> [Work to complete]
In the answer, each entry below appears exactly as given, and no picture appears at all.
___ Data provided
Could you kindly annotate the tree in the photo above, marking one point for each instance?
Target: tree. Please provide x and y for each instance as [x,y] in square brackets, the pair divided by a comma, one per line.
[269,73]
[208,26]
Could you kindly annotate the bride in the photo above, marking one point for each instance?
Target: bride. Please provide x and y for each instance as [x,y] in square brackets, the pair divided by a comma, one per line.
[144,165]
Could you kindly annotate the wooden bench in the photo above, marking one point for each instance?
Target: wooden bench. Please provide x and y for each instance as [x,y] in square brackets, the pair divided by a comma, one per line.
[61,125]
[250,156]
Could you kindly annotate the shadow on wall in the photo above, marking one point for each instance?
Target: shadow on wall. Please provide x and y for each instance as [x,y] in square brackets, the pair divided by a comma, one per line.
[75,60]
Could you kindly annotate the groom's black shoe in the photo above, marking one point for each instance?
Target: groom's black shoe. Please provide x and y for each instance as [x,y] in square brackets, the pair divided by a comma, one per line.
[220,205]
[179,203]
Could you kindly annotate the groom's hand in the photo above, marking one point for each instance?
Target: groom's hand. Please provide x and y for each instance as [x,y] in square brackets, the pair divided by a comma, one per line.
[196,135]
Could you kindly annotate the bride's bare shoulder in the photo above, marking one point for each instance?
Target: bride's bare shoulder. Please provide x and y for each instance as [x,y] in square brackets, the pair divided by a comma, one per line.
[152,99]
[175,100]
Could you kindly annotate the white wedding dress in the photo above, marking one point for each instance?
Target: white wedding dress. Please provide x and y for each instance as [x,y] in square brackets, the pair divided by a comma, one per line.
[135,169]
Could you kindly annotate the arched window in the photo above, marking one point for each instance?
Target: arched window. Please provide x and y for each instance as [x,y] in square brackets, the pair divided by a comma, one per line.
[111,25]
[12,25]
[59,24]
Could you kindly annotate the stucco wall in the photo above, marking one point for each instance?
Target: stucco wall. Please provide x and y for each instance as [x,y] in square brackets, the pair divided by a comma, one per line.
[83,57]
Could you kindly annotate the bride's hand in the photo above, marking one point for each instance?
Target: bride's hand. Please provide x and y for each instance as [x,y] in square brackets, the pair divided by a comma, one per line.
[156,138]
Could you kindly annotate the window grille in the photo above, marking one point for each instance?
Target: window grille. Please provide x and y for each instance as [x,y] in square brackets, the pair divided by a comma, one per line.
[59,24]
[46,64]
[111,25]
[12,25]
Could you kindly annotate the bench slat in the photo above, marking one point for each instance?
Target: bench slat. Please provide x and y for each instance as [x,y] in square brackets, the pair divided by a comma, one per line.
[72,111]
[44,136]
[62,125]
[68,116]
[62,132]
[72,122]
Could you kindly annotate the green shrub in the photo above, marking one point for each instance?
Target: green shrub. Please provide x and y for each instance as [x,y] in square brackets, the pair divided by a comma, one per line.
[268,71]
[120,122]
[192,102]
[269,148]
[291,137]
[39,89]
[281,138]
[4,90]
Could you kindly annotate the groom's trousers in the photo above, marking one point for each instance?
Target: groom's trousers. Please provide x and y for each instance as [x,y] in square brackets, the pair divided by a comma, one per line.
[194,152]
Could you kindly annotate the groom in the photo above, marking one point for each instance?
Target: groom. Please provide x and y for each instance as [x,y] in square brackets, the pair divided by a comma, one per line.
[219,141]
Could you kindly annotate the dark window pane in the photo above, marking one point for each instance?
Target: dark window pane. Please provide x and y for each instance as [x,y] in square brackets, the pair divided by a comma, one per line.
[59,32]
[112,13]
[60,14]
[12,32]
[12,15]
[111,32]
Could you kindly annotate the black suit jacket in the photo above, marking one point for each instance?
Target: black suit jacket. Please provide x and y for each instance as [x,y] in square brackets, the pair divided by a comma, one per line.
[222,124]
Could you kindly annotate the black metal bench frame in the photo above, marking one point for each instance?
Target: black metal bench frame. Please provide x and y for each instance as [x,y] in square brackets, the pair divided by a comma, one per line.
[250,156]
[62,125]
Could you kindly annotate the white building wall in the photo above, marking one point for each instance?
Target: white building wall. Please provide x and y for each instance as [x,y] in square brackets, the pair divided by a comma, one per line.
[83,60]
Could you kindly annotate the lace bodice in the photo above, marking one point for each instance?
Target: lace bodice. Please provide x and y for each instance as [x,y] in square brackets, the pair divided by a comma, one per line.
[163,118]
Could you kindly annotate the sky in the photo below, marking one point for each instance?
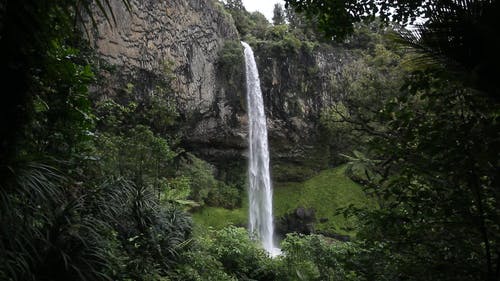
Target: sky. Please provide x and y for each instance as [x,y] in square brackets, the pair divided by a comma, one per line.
[263,6]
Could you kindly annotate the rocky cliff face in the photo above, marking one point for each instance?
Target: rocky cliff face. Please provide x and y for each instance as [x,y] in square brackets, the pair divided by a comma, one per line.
[180,41]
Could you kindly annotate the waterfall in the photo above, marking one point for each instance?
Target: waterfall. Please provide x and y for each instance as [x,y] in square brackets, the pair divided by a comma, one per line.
[259,190]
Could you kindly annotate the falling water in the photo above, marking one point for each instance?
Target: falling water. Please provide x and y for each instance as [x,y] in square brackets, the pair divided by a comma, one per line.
[259,191]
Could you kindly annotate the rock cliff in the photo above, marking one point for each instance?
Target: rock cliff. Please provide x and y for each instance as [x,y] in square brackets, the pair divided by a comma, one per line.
[181,41]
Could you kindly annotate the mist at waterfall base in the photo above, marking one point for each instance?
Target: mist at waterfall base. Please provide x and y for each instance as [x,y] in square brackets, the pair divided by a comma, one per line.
[259,190]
______
> [Response]
Could you kindly annotate the tree in the photo above, marking one point for each instance?
Target: tree. Please provide x and y for each instance as [x,y] in square brackets, the pair divided by a comma, one per line.
[269,73]
[208,26]
Could you kindly annotate the bride in the photo above, marking one point for each instance?
Target: bride. Please provide x and y for each instance as [x,y] in square brackets, the pair divided by a comma, one per line.
[144,165]
Could you kindly annotate the wooden bench in the photo above, marking one point for each instance?
Target: wooden bench. Please provide x and y for each instance as [x,y] in square brackets, the pair divided by a comma, one per line.
[61,125]
[250,156]
Could you kindly annotate the shadow on wall in the photo above, marking one point for each instance?
Target: shadow on wall. Please provide x and y for each instance as [x,y] in square brackets, the pair divided by a comma, one per line.
[75,60]
Could you kindly annotate the groom's black shoe in the photo above, marking one point for each instance?
Target: groom's black shoe. Please provide x and y for each instance as [x,y] in square brackets, the pair divided by a comma, one per line.
[220,205]
[179,203]
Could you kindly annotate the groom's hand in the photo above, marking one point for each instance?
Target: groom's hand. Please provide x and y for each instance as [x,y] in square brackets, the pair divided by a comma, one per line.
[196,135]
Could you kindly annotate the bride's bare shoulder in the photo above, marking one point for each instance?
Target: bride's bare shoulder. Please provide x and y for each instance as [x,y] in square brackets, the pair divided by a comma, one per line.
[152,99]
[175,100]
Could you kindly annotate the white wedding dress in the photo above, marking one point for each instance?
Target: white wedding dress. Please provide x and y for each instance as [x,y] in square brackets, the pair divided by a comma, one per line.
[135,169]
Could you kindly annotate the arched window in the photo above, marking one point for each instance?
Target: arched window. Please provide x and y for each instance as [x,y] in square brackets, the pair divided by a comma, one per line.
[111,25]
[12,25]
[59,24]
Could you kindly annotate the stucco wall in the photo above, marking one point for each instance?
Target: stucco wall. Please provide x and y for each instance as [x,y] in square brackets, the pair divided by a comma, one per line.
[83,57]
Could you kindly annotate the bride's hand in the photo above, marking one point for each instance?
Target: bride's hand. Please provide x and y for each instance as [x,y] in square brackets, the pair divided by a comma, one per line.
[156,138]
Could you kindly annotate the window grille in the photo above, marking one point for each instance?
Target: window grille. Please provide x and y for each instance as [x,y] in square brackets, the pair divided by a comma, one per line.
[59,24]
[46,64]
[111,25]
[12,25]
Could you kindly annotate the bench slat in the photo above, marking one point for each instance?
Target: bench slat. Please provide x and y for each instance as [x,y] in square brackets, the pair divided by a comma, one per line.
[72,111]
[44,136]
[62,125]
[68,116]
[62,132]
[72,122]
Could you kindly annotate the green shrub in the photo above, marking one point for each instance?
Target: green shrub. Please provide x and y for each instance as [x,y] in square brackets, the pair divided by a comma, one per line.
[268,71]
[120,122]
[192,102]
[269,148]
[291,137]
[39,89]
[281,138]
[4,90]
Could you kindly annotate the groom's trousers in the photo above, marking one point for each instance?
Target: groom's trousers. Please provide x and y for each instance as [x,y] in square brackets, the pair divided by a comma, one per line.
[194,152]
Could you kindly annotate the groom in the photo above, marking one point for each instance?
Target: groom. Please provide x and y for each instance as [x,y] in square brackets, the pair divided by a comma, one per line.
[219,141]
Could you kindly annotate the dark window pane in the photo above, marking one point for each instance?
Target: dark window pane. Please provide x and y for each instance as [x,y] in square brackets, the pair divided by a comma, one per line.
[59,32]
[112,13]
[60,14]
[12,32]
[12,15]
[111,32]
Could you kindly annotate the black suit jacket in the photo above, marking one point for each instance?
Target: black suit jacket. Please provide x and y for each instance as [x,y] in square brackets, the pair divided by a comma, one per line.
[222,124]
Could you kindly annotate the black metal bench frame in the photo above, marking one point for each instance?
Target: black metal bench frame. Please provide x and y for each instance as [x,y] in square brackets, the pair divided by a comma, one per line.
[250,156]
[62,125]
Could you kindly annotate the white building wall in the photo above, marking one point for each instance?
Target: white building wall. Please provide x and y for each instance as [x,y] in square brackets, the pair divided by a comma, one per line.
[83,60]
Could you kindly annotate the lace bodice in the photo above, marking one point for each instance?
Target: lace bodice. Please provide x and y for each instance as [x,y] in square brackets, the pair divided by a comma, one per line.
[163,118]
Could you kindly annotate the sky in the photo below, marking one point for each instance?
Target: sky. Please provide x and y for each instance as [x,y] in square brackets, the pair divided by a comma, one per line.
[263,6]
Could you kindly annotate the rocky cliff face in the photo above, marking one point for each instance?
Target: rocky cliff face. Please provide x and y for each instance as [x,y] in square brackets, the pair divided by a comma, one per line.
[180,41]
Could you kindly annotate the waterfall in the photo above, marking one point for each instance?
Target: waterfall. Please provide x and y for each instance as [x,y] in square brackets, the pair divided by a comma, one per line.
[259,190]
Could you kindly annotate the falling water in the photo above, marking one point for each instance?
Target: falling water. Please provide x and y for each instance as [x,y] in square brackets, the pair divided by a comma, one per line.
[259,191]
Could you kindly annotate the rock cliff in the photo above, marking one point for each instance?
Target: rock cliff. Please provide x and y for each instance as [x,y] in square brackets, the pair divided by a comma, one per line.
[181,41]
Could you kindly annotate the mist at waterfall base in the photo above, marking one point for each instance?
Target: mist at waterfall base. Please provide x and y for each instance as [x,y] in square brackets, the pair divided by a comma, one per line.
[259,190]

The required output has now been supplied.